--- MATERIAL SHOWN ---

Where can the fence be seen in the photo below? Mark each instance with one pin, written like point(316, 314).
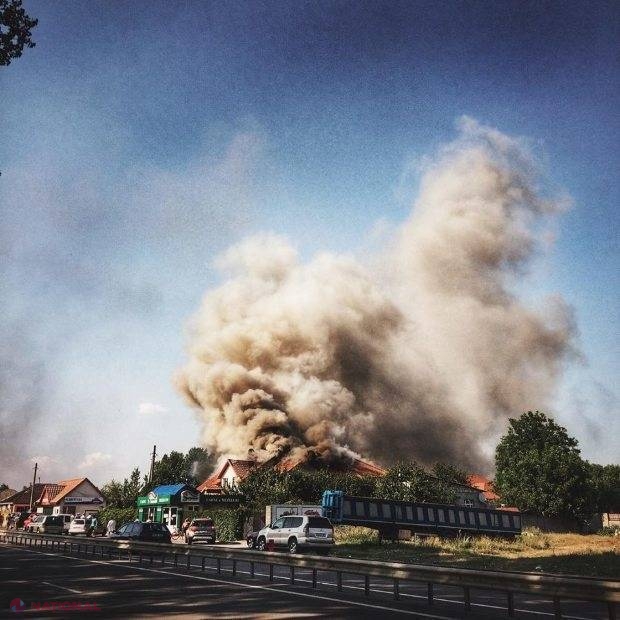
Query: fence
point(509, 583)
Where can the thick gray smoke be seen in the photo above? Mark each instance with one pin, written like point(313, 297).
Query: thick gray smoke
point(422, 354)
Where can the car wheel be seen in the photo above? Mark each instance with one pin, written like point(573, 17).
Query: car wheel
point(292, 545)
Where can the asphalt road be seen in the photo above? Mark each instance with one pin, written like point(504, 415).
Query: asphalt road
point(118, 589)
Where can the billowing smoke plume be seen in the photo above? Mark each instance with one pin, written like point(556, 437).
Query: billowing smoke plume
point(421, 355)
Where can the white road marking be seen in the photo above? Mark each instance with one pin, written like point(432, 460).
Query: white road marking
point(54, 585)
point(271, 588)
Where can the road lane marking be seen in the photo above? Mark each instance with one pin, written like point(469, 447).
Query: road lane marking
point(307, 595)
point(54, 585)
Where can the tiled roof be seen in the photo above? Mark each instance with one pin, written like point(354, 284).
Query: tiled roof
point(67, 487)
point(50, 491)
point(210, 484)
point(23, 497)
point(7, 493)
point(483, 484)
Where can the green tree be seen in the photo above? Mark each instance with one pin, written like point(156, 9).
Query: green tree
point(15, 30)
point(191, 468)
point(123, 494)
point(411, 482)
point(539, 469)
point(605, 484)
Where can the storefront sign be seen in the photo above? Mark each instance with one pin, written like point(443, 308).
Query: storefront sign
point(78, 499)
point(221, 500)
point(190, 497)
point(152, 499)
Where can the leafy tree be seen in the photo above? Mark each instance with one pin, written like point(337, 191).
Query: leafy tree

---

*WRITTEN REQUEST*. Lay out the lines above as a numbered list, skipping any blank lines and leaving out the pictures.

*THE ANSWER*.
1. Where can the fence be seen in the photo below? Mark each instance with one pin, written like point(316, 314).
2. Query: fence
3. point(509, 583)
4. Where can the thick gray smoke be seen in the photo above? Mark each instance with one pin, written like point(313, 297).
5. Query: thick gray smoke
6. point(422, 354)
7. Where can the car wheel be seen in the photo above? Mark each instance with one pin, written like point(573, 17).
8. Query: car wheel
9. point(292, 545)
10. Where can the asphalt road be seen in the photo above? Mark each instance with one pin, written like point(504, 415).
11. Query: asphalt road
12. point(118, 589)
13. Where can the billowing smoke plume be seen in the photo above? Mark each instance with one pin, written like point(556, 437).
14. Query: billowing smoke plume
15. point(421, 355)
16. Where can the white road marking be seen in the photo above? Mark each instance with one pin, written like point(432, 460).
17. Query: white road marking
18. point(54, 585)
19. point(271, 588)
20. Where can the road lane marking be seen in the photo above? Mark each instance with one pin, written like point(469, 447).
21. Query: road lane marking
22. point(307, 595)
23. point(54, 585)
24. Where can the tiled roof be seen in the photo above? Mark each instance with one pin, written like point(354, 284).
25. Query: tiled roof
26. point(67, 487)
27. point(50, 491)
28. point(210, 484)
29. point(23, 497)
30. point(7, 493)
31. point(483, 484)
32. Where can the green tree be seen in the photo above? Mark each instance with one pin, written like point(156, 9).
33. Query: green tree
34. point(15, 30)
35. point(191, 468)
36. point(123, 494)
37. point(411, 482)
38. point(539, 469)
39. point(605, 484)
40. Where can the storefront sign be seen in the photo above? Mark each instance with one pin, written like point(443, 308).
41. Query: storefront sign
42. point(78, 499)
43. point(221, 500)
44. point(190, 497)
45. point(152, 499)
46. Where can the leafy tree be seen in the photo above? Mark each instance with one pin, written like point(337, 191).
47. Query: leafy tree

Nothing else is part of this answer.